> [Objectives]
1) In the Smithfield High School article, rewrite the paragraph beginning "Prior to the integration of public schools" as a short bulleted list that keeps its main facts.
2) Using the Smithfield High School article, answer these questions briefly:
(a) In what year did the school graduate its first class?
(b) What was Isle of Wight Training School renamed in 1960?
(c) In which years did the debate team win the Virginia High School League 4A State Championship?
3) Extend the Smithfield High School article, starting after its final line.

> [Source passage]
Smithfield High School is a public high school located in Smithfield, Virginia in Isle of Wight County, south of Newport News and the James River. It is part of the Isle of Wight County Public Schools and graduated its first class in 1906. The school's current facility opened in 1980. Athletic teams compete in the Virginia High School League's AA Bay Rivers District in Region I. Smithfield High School is also fully accredited school by the Virginia Board of Education and is also part of the program 'No Child Left Behind.'

History
Prior to the integration of public schools in 1968, only white students attended Smithfield High. From 1928 to 1968, black students were educated at Isle of Wight Training School, which was renamed Westside High School in 1960. Most of Smithfield High's original facility was razed in the 1990s, however its gymnasium remains intact and was mildly remodeled to become part of the Luter Family YMCA in 1995 located on James Street in downtown Smithfield.  The Smithfield Public Library now sits where the original high school's classrooms once stood.

Notable Achievements

 The debate team won the 2016, 2017, 2018, and 2019 Virginia High School League 4A State Championship 
 ARMY JROTC, won 1st place at state competitions in 2010, and holds the Honor Unit w/ distinction award.

> [Excerpted data]
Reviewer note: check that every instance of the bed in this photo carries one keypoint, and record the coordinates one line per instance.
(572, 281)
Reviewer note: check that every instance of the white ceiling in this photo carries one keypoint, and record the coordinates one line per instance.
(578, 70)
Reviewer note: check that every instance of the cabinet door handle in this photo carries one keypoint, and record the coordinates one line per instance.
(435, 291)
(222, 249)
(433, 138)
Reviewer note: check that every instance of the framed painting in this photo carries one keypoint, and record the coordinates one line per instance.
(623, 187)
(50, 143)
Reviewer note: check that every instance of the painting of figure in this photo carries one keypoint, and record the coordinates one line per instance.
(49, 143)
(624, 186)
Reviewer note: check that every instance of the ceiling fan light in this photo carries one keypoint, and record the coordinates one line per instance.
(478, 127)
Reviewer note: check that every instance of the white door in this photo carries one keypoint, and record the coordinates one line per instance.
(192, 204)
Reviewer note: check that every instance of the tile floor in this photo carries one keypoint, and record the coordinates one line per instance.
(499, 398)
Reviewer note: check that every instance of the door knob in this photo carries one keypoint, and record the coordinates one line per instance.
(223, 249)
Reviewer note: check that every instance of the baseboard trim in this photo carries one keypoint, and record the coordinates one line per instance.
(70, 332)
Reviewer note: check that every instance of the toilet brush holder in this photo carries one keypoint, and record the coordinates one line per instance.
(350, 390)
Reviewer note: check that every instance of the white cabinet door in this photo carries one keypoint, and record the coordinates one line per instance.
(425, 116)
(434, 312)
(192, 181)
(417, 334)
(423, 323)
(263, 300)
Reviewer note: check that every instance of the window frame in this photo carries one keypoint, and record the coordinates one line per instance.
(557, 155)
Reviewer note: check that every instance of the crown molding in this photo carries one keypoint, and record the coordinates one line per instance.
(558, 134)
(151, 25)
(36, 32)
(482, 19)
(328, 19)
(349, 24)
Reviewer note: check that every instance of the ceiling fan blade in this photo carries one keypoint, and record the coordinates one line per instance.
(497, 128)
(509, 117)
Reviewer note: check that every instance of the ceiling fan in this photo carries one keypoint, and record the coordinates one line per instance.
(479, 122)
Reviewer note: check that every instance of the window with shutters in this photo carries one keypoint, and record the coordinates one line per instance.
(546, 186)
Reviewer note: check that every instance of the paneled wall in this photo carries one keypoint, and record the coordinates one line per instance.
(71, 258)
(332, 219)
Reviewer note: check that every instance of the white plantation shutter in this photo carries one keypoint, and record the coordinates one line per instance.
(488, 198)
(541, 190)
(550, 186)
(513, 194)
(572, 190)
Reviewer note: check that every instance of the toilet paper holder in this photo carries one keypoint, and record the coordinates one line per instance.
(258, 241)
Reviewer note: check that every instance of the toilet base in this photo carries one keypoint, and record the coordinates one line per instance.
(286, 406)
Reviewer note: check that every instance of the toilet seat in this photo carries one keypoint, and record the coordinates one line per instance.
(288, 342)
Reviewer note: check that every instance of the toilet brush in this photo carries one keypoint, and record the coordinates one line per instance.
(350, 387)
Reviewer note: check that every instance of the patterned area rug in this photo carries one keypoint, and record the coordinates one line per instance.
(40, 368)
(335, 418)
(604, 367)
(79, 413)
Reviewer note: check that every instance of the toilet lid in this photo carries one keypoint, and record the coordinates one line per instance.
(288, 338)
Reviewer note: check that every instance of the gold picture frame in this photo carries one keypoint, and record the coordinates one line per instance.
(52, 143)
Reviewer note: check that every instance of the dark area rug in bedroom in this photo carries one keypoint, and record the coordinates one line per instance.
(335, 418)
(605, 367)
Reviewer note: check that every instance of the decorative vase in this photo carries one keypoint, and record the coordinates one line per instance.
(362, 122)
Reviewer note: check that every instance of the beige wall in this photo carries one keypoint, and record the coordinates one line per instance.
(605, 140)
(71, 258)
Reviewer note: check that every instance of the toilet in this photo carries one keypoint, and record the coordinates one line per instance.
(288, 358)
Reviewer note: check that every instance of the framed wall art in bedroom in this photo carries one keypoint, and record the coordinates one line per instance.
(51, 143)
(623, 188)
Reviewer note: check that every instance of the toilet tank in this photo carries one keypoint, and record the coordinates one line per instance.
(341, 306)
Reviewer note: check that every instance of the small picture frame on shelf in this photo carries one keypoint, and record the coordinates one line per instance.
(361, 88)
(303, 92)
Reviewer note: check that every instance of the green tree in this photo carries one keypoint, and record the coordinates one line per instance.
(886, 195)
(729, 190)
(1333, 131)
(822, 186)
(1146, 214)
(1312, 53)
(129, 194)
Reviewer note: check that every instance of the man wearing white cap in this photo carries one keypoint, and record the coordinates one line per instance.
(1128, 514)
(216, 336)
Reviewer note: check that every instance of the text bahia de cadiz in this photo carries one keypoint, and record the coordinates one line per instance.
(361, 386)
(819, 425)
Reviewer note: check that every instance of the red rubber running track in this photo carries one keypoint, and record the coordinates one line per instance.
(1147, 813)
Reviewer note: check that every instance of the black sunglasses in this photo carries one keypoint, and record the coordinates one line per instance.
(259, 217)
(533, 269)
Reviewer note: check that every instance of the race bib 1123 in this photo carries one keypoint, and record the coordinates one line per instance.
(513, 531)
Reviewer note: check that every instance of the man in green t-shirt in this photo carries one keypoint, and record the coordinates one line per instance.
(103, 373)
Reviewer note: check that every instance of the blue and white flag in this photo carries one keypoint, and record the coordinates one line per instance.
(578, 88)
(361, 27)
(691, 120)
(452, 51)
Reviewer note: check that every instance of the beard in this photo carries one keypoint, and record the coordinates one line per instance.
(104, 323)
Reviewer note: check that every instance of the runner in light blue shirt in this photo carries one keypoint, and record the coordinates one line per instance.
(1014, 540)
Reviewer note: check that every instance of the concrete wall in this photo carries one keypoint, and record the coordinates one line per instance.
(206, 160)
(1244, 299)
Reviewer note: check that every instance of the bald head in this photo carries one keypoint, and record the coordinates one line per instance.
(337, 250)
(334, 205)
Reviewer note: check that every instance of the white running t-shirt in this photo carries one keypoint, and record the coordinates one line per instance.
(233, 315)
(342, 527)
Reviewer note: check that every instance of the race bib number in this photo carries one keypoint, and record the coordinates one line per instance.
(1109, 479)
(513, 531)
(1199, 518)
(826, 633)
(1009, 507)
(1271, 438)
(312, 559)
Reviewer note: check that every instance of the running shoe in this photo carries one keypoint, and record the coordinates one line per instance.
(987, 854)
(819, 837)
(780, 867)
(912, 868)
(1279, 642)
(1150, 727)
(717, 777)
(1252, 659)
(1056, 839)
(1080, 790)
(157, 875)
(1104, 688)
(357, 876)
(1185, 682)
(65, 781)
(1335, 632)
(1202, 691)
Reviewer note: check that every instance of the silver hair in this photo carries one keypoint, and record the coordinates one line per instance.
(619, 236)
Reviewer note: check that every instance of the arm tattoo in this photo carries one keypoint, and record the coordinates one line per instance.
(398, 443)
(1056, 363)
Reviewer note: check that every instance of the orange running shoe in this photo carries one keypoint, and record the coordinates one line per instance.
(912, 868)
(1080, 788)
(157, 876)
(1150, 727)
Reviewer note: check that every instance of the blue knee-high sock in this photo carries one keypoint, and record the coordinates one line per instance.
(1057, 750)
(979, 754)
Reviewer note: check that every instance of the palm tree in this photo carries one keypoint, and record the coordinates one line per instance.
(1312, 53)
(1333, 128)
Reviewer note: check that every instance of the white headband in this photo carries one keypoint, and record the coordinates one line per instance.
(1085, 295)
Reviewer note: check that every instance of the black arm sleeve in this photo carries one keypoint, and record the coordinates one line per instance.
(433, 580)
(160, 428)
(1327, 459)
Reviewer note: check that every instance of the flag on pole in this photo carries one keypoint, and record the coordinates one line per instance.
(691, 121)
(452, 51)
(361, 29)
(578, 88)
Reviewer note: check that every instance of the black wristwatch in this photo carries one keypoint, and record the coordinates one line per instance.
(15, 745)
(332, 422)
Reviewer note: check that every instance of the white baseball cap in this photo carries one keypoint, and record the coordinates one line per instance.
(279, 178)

> [Exercise responses]
1)
- Before public schools were integrated in 1968, only white students attended Smithfield High.
- From 1928 to 1968, black students were educated at Isle of Wight Training School, which was renamed Westside High School in 1960.
- Most of the original Smithfield High facility was razed in the 1990s. Its gymnasium remains and was mildly remodeled in 1995 to become part of the Luter Family YMCA on James Street in downtown Smithfield.
- The Smithfield Public Library now stands where the original classrooms were.

2)
(a) 1906
(b) Westside High School
(c) 2016, 2017, 2018, and 2019

3)
 The wrestling team won District/Conference titles in 2009 & 2014, 2015, 2016, 2017.

The Boys Varsity Basketball team won the 2021 Class 4 State Championship
The Boys Varsity Soccer team won the 2021 Class 4 State Championship

Growth and Enrollment
Enrollment has grown substantially over the last 20 years.  Graduating classes averaged around 100 students in the 1980s, and averaged 125 in the early 1990s.  By 2007, the graduating classes had exceeded 250.

Feeder Patterns
The following schools feed students into Smithfield High School:

Carrollton Elementary, PreK - 3rd.

Hardy Elementary, PreK - 4th

Westside Elementary, 4th (Carrollton ES) - 6th.

Smithfield Middle School, 7th - 8th.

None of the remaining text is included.